**Work required**
Would you copy out only the lines from the one with "Query: black suv" to the end of the records, exactly as they stand?

**Natural-language object grounding data**
*** Begin section ***

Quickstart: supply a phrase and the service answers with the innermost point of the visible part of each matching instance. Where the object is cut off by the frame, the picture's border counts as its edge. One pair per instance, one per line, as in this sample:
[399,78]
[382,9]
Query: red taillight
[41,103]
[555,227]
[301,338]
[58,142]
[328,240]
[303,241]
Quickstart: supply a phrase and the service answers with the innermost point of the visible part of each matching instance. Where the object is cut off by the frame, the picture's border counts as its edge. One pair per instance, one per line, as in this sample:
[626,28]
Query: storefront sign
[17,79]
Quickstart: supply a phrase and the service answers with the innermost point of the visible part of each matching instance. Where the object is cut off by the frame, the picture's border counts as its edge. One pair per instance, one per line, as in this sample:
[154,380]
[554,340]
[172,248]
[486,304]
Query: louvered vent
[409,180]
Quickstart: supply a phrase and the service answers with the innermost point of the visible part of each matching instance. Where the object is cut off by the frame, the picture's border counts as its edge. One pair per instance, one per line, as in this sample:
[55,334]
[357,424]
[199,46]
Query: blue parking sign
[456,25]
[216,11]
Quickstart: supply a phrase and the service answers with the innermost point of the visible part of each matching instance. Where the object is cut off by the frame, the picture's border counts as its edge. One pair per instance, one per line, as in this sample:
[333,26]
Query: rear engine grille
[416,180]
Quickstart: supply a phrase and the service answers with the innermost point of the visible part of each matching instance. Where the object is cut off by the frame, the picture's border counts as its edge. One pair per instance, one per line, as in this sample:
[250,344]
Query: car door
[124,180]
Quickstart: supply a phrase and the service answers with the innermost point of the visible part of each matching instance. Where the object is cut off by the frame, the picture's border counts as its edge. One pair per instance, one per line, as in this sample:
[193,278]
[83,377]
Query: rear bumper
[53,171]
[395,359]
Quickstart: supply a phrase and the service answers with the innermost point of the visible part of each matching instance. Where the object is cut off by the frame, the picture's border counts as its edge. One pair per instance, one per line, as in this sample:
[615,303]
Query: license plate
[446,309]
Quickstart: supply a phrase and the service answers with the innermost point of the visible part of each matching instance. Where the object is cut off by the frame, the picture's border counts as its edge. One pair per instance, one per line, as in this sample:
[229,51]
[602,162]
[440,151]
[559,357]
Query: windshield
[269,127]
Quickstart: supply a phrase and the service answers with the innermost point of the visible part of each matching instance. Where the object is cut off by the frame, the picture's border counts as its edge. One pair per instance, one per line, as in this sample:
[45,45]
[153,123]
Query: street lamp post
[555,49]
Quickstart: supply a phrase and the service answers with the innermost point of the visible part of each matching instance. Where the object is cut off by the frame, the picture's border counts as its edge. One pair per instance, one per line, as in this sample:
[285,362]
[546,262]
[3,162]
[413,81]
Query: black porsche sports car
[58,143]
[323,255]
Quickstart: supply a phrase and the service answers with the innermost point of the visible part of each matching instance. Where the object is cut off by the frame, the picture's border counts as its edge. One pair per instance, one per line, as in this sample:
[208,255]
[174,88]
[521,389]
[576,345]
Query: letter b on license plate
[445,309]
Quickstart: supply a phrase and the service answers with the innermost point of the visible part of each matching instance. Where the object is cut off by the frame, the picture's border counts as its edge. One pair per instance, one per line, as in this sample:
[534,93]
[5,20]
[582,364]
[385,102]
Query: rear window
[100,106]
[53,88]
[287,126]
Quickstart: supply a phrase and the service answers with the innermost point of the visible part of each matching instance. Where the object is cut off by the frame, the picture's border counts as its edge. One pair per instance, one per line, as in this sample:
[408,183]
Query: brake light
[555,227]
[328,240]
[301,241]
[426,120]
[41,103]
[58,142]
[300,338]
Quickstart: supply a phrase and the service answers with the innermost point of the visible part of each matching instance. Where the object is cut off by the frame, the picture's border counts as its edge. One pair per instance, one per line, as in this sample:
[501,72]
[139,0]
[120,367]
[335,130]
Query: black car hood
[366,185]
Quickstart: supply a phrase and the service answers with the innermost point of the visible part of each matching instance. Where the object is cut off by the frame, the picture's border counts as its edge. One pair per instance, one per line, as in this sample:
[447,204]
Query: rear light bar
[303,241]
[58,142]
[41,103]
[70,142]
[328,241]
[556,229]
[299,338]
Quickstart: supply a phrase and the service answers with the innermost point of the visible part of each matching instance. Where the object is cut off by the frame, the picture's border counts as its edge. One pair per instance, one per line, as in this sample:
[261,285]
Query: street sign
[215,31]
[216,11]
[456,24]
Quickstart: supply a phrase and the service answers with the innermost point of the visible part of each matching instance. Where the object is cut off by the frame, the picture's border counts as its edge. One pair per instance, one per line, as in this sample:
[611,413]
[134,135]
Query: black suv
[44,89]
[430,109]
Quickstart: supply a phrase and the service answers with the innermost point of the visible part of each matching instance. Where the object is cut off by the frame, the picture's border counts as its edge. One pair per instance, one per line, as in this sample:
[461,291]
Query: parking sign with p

*** End section ***

**Answer to this exercise**
Query: black suv
[44,89]
[430,109]
Quickstart: supply a phrase and the service answers with the innermost point of the visible part of each matching instance. Where the object is cut off by the frame, the picture's border counts as its edge. One pair per instance, one per line, as in this sample:
[461,291]
Query: parking sign with p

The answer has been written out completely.